* EXERCISE PROMPT: Format the material from the line containing "of the pendant" through the line containing "[(71, 195)]", both included, as a two-column CSV headed instruction and answer. Each row pairs one instruction with its answer, and each value goes in a single quoted field with line breaks replaced by spaces.

* EXERCISE MATERIALS:
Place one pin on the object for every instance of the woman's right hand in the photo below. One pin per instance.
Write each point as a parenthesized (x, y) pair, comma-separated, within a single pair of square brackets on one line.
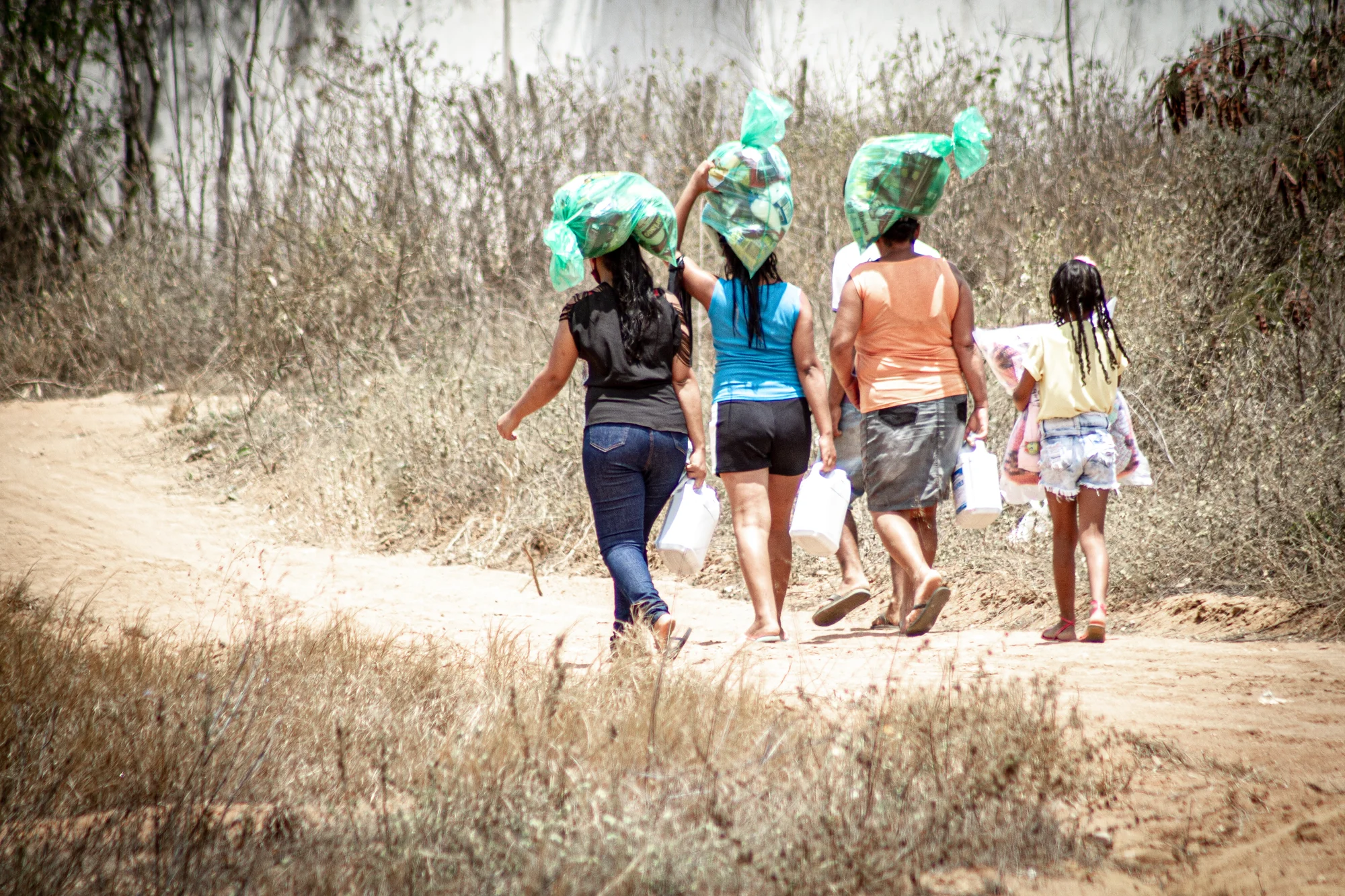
...
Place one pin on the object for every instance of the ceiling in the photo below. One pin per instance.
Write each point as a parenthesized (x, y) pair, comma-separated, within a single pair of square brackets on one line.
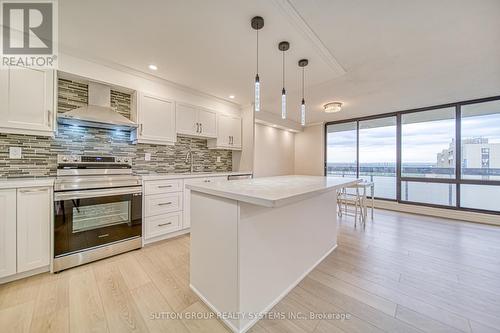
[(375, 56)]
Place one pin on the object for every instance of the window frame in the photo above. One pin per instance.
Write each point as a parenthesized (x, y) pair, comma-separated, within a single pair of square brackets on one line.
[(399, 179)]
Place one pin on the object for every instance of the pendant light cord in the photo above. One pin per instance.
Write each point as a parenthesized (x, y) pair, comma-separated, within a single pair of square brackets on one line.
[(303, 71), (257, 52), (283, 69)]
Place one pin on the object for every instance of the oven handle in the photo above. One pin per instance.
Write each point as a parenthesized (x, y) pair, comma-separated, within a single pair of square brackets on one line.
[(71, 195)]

* WRITTEN RESPONSE:
instruction,answer
"Place one pin on the object for every instance of the pendant light cord in the photo above. One pin per instance. Write each point as a parenthesized (x, y) pair, comma-separated, within a single pair of square brackets on one line.","[(303, 71), (257, 52), (283, 69)]"
"Place one pin on the object for every instance of the oven handle in the photo above. One pin per instance. Write each point as a parenthesized (x, y) pair, comma-separated, within a single pair of square brackets on one line.","[(71, 195)]"